Visit Hachiko (Coming Soon)
The Problem Hachiko Solves
Accessing financial statement data for Japanese companies can generally be a frustrating and inconvenient experience. The Financial Services Agency (FSA) of Japan—the government’s integrated financial regulator—provides this data, but in formats that are difficult to work with. Investors and analysts face numerous obstacles:
- Japanese PDFs with no English translation
- A barebones API with only two main endpoints, neither of which easily provide data at the company level
- ZIP files filled with UTF-16 TSVs and XBRL/XML documents instead of structured JSON
- Scattered documentation across multiple PDFs with limited English support
After facing these challenges repeatedly in previous projects, I decided to create a solution that would make this valuable data accessible to everyone. Just as the loyal Akita dog Hachiko faithfully waited at Shibuya Station for nearly 10 years, my goal is to make access to Japanese financial data equally consistent and reliable.
The Vision for Hachiko
Hachiko is designed to be a modern, developer-friendly platform built on top of the official FSA data sources. Instead of dealing with scattered files and inconsistent formats, Hachiko transforms these into a consolidated, centralized API with an accessible JSON schema. It streamlines the extraction, normalization, and storage of financial disclosures with a simple goal:
- Search by company name or ticker
- Get clean, structured financial statements
- Query data through a modern REST API
This eliminates the need to parse ZIP files, decode UTF-16 TSVs, or navigate complex XBRL documents—saving developers and analysts countless hours of frustration. This way, investors, analysts, researchers, and whomever else can focus on their core work instead of wrestling with creating a custom solution for interacting with the FSA’s data in a way that is both efficient and effective.
Technical Implementation
Current Progress: Data Extraction Layer
The first phase of Hachiko has been completed using Rust and SQLite. This foundation of the project:
- Pulls raw disclosures from EDINET’s API (the FSA’s electronic disclosure system)

> Exercise data
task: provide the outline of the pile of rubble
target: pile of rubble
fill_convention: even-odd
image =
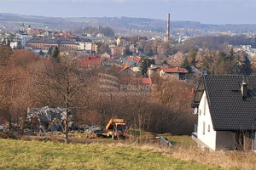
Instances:
[[[24,128],[32,131],[41,131],[44,133],[61,131],[66,115],[66,109],[61,107],[28,108]],[[68,128],[71,128],[73,125],[71,121],[72,113],[69,111],[67,115],[69,116],[67,117]]]

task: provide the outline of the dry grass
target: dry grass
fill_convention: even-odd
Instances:
[[[0,169],[220,169],[128,144],[0,139]]]
[[[172,136],[169,134],[164,136],[175,144],[173,148],[155,144],[133,144],[133,145],[143,150],[154,150],[181,160],[211,167],[218,167],[224,169],[256,169],[256,154],[253,151],[242,154],[236,150],[225,152],[202,151],[197,148],[196,143],[191,139],[190,136]]]
[[[165,147],[159,144],[155,135],[150,133],[144,133],[141,137],[130,136],[128,139],[112,140],[111,139],[88,139],[84,133],[71,133],[70,139],[73,143],[105,144],[109,147],[136,148],[143,150],[152,150],[166,156],[173,156],[189,162],[196,162],[209,167],[222,167],[224,169],[256,169],[256,154],[247,152],[239,154],[236,151],[202,151],[196,146],[196,143],[190,136],[172,136],[163,134],[171,143],[174,144],[173,148]],[[24,136],[25,140],[45,141],[50,139],[53,142],[61,142],[62,135],[48,135],[46,137]]]

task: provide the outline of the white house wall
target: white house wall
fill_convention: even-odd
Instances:
[[[204,122],[205,133],[203,133]],[[209,131],[208,126],[210,126]],[[216,131],[213,130],[206,91],[203,93],[198,107],[197,138],[202,143],[200,144],[201,145],[207,145],[208,148],[216,150]]]
[[[234,149],[235,148],[235,138],[236,134],[228,131],[217,131],[217,149]]]

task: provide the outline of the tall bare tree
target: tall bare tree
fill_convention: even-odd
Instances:
[[[38,74],[37,91],[34,93],[38,100],[41,104],[66,108],[61,123],[65,142],[68,142],[71,110],[79,103],[79,90],[84,87],[83,81],[77,61],[67,57],[62,57],[58,63],[47,63],[44,70]]]

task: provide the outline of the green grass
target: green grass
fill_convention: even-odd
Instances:
[[[0,169],[219,169],[128,146],[0,139]]]

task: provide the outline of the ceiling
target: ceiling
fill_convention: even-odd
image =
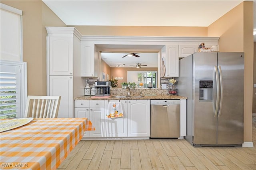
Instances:
[[[68,26],[203,27],[209,26],[244,1],[42,0]],[[253,1],[254,30],[256,32],[256,0]],[[256,41],[256,33],[255,34],[254,41]],[[134,57],[122,58],[124,55],[105,53],[102,53],[102,57],[109,65],[113,65],[111,67],[123,63],[125,67],[135,65],[137,61],[143,65],[153,67],[151,65],[154,63],[151,62],[153,60],[144,60],[143,53],[140,53],[141,57],[138,58]],[[145,55],[149,57],[153,57],[153,55],[148,53]],[[104,59],[107,57],[109,59]],[[123,60],[120,60],[119,58]],[[124,63],[124,60],[129,59],[131,61]],[[109,61],[110,60],[112,61]]]
[[[102,53],[102,59],[110,67],[135,67],[136,63],[142,65],[147,65],[147,67],[157,67],[158,54],[155,53],[142,53],[136,54],[140,57],[126,56],[127,53]],[[123,64],[124,64],[124,65]]]

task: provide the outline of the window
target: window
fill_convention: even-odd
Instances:
[[[21,118],[27,98],[22,61],[22,11],[1,4],[0,118]]]
[[[144,88],[148,88],[150,82],[152,88],[157,88],[157,73],[156,71],[127,71],[127,82],[135,82],[138,87],[142,85]]]
[[[1,59],[22,59],[22,15],[21,10],[1,4]]]
[[[1,61],[0,119],[23,117],[27,97],[26,63]]]

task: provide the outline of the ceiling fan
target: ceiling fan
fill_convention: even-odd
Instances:
[[[132,66],[135,66],[136,68],[141,68],[142,67],[147,66],[148,65],[142,65],[141,63],[136,63],[136,65],[131,65]]]
[[[122,58],[124,58],[126,56],[128,56],[128,57],[132,57],[132,56],[134,56],[134,57],[140,57],[139,56],[138,56],[138,55],[135,54],[137,54],[137,53],[127,53],[127,54],[126,54],[126,55],[124,55],[124,57],[122,57]]]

> Exercise tasks
A - Transcribe the part of the Hachiko write-up above between "Technical Implementation" and "electronic disclosure system)", inclusive.
B - Answer these questions using the Hachiko write-up above.
(i) What is the full name of the agency abbreviated as FSA?
(ii) For how long did the dog Hachiko wait at Shibuya Station?
(iii) Which two technologies were used to complete the first phase of Hachiko?

> Answers per task
A -
Technical Implementation
Current Progress: Data Extraction Layer
The first phase of Hachiko has been completed using Rust and SQLite. This foundation of the project:
- Pulls raw disclosures from EDINET’s API (the FSA’s electronic disclosure system)

B -
(i) The Financial Services Agency (FSA) of Japan.
(ii) Nearly 10 years.
(iii) Rust and SQLite.